> [Set exercise]:
Copy only this range: the line with "fingernail with a single marker." through the final line of the material, inclusive at both ends.
------ Dataset entries ------
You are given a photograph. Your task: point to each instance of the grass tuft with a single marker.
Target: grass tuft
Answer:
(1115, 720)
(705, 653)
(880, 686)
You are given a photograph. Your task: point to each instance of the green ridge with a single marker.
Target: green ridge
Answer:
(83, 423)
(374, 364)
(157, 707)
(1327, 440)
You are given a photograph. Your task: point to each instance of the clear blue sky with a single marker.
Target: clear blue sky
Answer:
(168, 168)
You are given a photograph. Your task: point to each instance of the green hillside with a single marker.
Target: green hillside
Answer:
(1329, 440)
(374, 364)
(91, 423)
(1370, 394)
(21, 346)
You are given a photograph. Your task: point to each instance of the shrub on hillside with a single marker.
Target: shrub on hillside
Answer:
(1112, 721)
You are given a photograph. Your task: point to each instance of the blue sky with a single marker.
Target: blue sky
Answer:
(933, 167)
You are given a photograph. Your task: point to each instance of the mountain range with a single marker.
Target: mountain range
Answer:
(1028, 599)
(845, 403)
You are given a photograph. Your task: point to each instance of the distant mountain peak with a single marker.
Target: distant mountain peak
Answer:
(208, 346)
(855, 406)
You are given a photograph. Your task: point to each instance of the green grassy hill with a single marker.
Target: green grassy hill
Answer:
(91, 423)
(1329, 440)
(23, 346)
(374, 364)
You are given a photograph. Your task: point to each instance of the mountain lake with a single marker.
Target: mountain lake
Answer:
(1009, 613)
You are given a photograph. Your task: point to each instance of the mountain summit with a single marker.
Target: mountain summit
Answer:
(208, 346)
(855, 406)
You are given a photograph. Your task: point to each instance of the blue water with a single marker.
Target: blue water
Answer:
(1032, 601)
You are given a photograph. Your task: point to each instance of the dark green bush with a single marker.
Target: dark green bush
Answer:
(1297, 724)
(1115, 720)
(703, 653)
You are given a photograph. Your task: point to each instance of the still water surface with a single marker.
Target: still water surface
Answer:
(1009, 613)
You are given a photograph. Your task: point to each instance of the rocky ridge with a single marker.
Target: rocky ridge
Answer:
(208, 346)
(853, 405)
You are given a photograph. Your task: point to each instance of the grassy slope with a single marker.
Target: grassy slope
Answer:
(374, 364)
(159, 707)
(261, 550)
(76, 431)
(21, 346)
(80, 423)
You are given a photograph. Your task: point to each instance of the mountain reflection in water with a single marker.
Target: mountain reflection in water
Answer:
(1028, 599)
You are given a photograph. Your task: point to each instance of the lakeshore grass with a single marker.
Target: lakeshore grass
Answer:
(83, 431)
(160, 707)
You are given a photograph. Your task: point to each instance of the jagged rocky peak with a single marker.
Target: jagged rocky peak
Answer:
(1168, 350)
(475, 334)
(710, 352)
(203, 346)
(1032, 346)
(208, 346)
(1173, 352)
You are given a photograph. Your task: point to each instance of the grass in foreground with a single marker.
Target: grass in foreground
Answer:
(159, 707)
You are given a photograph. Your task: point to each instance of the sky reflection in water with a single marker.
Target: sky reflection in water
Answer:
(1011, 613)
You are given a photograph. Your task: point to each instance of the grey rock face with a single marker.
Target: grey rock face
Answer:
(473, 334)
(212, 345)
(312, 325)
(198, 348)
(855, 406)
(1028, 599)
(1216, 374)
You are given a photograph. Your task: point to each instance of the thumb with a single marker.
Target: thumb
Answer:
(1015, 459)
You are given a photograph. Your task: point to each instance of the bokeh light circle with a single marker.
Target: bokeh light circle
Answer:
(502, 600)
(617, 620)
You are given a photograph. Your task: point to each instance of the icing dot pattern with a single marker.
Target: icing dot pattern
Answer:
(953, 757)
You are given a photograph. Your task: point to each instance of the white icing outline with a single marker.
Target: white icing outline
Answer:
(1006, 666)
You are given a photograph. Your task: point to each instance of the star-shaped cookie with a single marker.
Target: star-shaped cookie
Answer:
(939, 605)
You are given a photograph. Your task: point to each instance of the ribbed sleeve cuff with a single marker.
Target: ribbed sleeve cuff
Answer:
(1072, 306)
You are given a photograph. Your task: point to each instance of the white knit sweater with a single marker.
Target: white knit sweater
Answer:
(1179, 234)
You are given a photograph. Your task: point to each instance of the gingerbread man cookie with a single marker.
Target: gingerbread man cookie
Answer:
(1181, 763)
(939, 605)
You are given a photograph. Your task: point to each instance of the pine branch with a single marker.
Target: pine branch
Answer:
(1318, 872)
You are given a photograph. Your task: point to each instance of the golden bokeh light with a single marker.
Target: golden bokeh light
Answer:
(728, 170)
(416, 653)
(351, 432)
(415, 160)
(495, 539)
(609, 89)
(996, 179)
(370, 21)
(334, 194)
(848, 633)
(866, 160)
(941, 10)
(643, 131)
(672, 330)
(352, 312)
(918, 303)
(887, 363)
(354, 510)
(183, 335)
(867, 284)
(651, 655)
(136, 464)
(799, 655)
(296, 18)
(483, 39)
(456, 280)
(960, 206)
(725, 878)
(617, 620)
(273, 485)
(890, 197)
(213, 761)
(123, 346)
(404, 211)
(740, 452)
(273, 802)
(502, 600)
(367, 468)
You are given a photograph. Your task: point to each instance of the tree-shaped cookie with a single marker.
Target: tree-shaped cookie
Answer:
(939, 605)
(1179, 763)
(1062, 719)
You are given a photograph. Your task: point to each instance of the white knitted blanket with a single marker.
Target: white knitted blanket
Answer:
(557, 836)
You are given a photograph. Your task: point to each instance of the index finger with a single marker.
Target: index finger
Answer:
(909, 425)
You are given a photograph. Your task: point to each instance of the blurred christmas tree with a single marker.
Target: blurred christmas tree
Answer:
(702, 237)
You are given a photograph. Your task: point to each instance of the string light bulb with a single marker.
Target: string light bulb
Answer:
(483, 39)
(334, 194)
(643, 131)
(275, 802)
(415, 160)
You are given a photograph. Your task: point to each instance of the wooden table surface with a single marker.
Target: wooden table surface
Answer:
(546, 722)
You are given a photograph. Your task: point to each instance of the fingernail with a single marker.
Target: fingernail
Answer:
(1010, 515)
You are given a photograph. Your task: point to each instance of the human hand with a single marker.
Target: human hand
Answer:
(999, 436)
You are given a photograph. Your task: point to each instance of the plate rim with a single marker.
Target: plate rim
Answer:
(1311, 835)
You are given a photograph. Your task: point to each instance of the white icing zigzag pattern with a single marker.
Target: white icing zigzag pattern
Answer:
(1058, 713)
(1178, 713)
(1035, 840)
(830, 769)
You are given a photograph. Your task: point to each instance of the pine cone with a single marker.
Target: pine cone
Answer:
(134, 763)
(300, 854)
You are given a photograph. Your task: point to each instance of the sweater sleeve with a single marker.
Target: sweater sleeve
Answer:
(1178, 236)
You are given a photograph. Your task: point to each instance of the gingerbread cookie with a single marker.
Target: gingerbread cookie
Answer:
------
> [Solution for this exercise]:
You are given a photograph. Your task: point to each instance of the fingernail with a single marker.
Target: fingernail
Answer:
(1010, 515)
You are given a photograph. Your task: point to each instance of the human hand with a single marker.
Target: human hand
Answer:
(999, 436)
You are given a photograph. Your task: point to each instance of the plate rim with a single marker.
Target: plate rim
Answer:
(1311, 835)
You are given a photograph. Your task: point to each instance of the white icing zigzag pattern with a single marker.
Target: white icing zigzag pattern
Answer:
(1058, 713)
(1178, 713)
(1035, 840)
(830, 769)
You are given a photograph. Your task: point to each instance of the pine cone with a single marker.
Target: pine cone
Answer:
(134, 763)
(300, 854)
You are given a photograph. Your task: point to each instance of the sweater sleeve with a single marker.
Target: sweater sleeve
Answer:
(1178, 236)
You are given a photograph. Your task: point to each instance of the gingerbread cookie with a single marker.
Target: gingerbread cookie
Answer:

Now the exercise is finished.